* [TASK BRIEF]: The records follow. Copy each one exactly.

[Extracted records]

----------

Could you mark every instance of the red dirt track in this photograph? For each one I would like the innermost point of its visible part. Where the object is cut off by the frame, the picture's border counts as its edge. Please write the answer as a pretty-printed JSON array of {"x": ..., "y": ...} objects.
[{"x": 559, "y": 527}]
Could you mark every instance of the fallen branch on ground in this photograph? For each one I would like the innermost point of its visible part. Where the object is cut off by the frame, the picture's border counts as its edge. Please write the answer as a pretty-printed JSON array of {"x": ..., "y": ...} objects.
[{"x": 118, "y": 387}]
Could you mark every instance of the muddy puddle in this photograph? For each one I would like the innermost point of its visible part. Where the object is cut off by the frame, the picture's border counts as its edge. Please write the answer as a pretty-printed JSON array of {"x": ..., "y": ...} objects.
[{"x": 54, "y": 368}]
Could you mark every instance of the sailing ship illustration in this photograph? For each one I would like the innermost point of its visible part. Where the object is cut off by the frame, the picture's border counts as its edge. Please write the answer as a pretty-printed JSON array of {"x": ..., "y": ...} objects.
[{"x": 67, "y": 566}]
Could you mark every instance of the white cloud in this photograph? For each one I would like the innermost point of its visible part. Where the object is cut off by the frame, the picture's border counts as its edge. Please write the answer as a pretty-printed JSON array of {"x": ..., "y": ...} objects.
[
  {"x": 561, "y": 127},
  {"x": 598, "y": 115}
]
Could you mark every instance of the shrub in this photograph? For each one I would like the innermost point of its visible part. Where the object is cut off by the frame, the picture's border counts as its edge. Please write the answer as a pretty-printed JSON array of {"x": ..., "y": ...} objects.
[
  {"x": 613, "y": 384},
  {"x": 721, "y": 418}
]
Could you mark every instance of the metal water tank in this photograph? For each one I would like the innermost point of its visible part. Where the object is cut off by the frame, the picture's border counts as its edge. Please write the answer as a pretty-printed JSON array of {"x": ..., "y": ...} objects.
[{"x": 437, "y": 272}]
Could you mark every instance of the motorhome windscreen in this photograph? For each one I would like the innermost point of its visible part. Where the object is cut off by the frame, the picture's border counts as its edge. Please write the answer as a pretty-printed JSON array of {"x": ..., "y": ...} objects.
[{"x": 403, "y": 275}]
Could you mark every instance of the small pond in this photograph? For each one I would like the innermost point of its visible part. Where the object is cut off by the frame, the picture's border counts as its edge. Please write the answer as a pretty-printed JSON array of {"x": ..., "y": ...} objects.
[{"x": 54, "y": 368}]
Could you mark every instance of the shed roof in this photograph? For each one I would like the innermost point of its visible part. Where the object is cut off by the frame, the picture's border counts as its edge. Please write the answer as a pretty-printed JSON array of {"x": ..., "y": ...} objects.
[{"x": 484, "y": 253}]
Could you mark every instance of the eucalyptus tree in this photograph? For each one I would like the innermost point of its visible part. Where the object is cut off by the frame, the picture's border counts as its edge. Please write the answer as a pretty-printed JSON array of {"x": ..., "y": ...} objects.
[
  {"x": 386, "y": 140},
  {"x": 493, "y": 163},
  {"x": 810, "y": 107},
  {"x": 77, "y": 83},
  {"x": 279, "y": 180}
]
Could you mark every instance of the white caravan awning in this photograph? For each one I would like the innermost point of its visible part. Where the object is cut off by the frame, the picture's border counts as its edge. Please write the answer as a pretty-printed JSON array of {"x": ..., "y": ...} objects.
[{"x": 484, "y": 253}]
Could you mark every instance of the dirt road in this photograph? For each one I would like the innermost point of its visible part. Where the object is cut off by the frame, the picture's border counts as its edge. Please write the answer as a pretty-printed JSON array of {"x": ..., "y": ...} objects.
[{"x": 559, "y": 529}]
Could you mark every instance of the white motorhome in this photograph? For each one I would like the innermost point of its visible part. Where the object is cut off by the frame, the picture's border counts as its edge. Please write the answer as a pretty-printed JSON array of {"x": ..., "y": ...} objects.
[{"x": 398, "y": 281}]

----------

* [EXPECTED ANSWER]:
Could you mark every instance of the red dirt track in this photograph? For each one I would like the innermost point of its visible part. Where the object is cut off by the frame, the picture's border counts as its edge. Please write the answer as a pretty-printed JSON array of {"x": ..., "y": ...} objects.
[{"x": 559, "y": 527}]
Could you mark every instance of the fallen branch on ground in this photograph? For each one I would like the innermost point of its visible part. Where the object is cut off by the frame, the picture's border counts as its edge. Please write the answer as a pretty-printed JSON array of {"x": ..., "y": ...} objects.
[{"x": 118, "y": 387}]
Could you mark every instance of the muddy puddle in this photograph? For each one I would like the innermost point of its visible part. Where the object is cut off by the frame, the picture's border counts as its edge. Please write the answer as a pretty-printed JSON array of {"x": ..., "y": ...} objects.
[{"x": 54, "y": 368}]
Could you mark every instance of the sailing ship illustration in this photograph? For each one I would like the innermost point of its visible part. Where the object is cut off by the frame, the picture's border counts as its edge. Please write the answer as a pretty-printed JSON array of {"x": ..., "y": ...} objects.
[{"x": 67, "y": 566}]
Could you mark every instance of the white cloud in this photograph? For each one I would like the innermost point of its visible part. Where the object is cut off by the frame, the picture's border counts as its edge. Please write the answer as a pretty-printed JSON array of {"x": ..., "y": ...} objects.
[
  {"x": 561, "y": 127},
  {"x": 598, "y": 115}
]
Could you mark every instance of the shrub in this photograph? For each one I would like the innermost point of its visible part. Where the object is cut off by the frame, the picture's border counts as its edge. Please write the answer as a pretty-printed JSON array of {"x": ..., "y": ...} objects.
[
  {"x": 613, "y": 384},
  {"x": 721, "y": 418}
]
Could you mark every instance of the metal water tank in this photograph? For each one I would like the innermost point of its visible part. Where the object is cut off by the frame, the picture's border counts as its edge. Please write the answer as a pretty-printed JSON array of {"x": ..., "y": ...} objects.
[{"x": 437, "y": 272}]
Could you mark every instance of the motorhome windscreen in this photograph? For each one I would like the innermost point of its visible part. Where the object is cut off by the frame, the picture's border counts as its edge. Please write the answer as a pretty-printed JSON array of {"x": ..., "y": ...} objects.
[{"x": 403, "y": 275}]
Could you mark every instance of the small pond in this photograph? For each one I would like the innermost point of its visible part. Where the object is cut off by the frame, the picture's border counts as its edge. Please write the answer as a pretty-printed JSON array of {"x": ..., "y": ...} objects.
[{"x": 54, "y": 368}]
Could you mark every instance of the shed roof in this photograph? For each one I would like the innermost point of its visible part. Where the object is cut off by the frame, the picture's border counts as its edge. Please write the answer as a pretty-printed JSON array of {"x": ..., "y": ...} objects.
[{"x": 484, "y": 253}]
Could you mark every instance of the eucalyptus tree in this photograph? For each one I would like the innermost point of its visible part. Where the object is cut off by the frame, the picture's border counts as its edge. Please write the answer as a pretty-printed JSON array of {"x": ..., "y": ...} objects.
[
  {"x": 386, "y": 140},
  {"x": 493, "y": 163},
  {"x": 810, "y": 107},
  {"x": 77, "y": 83},
  {"x": 279, "y": 180}
]
Could you mark every instance of the white caravan awning in this photograph? For each one I would like the innermost point of its visible part. Where the object is cut off by the frame, the picture's border counts as its edge. Please write the answer as a pretty-printed JSON array of {"x": ..., "y": ...} objects.
[{"x": 484, "y": 253}]
Could you mark every instance of the dirt road in this photograph? For each one I would like the innermost point of its visible part. Where the object is cut off by the frame, the picture's border counts as its edge. Please write the answer as a pretty-printed JSON array of {"x": ..., "y": ...} objects.
[{"x": 559, "y": 529}]
Could you mark every instance of the white motorhome in this photograph? For each one I would like the innermost point of its visible part. Where the object is cut off by the frame, the picture's border counts as its edge. Please write the answer as a pretty-printed JSON array of {"x": ..., "y": ...} objects.
[{"x": 398, "y": 281}]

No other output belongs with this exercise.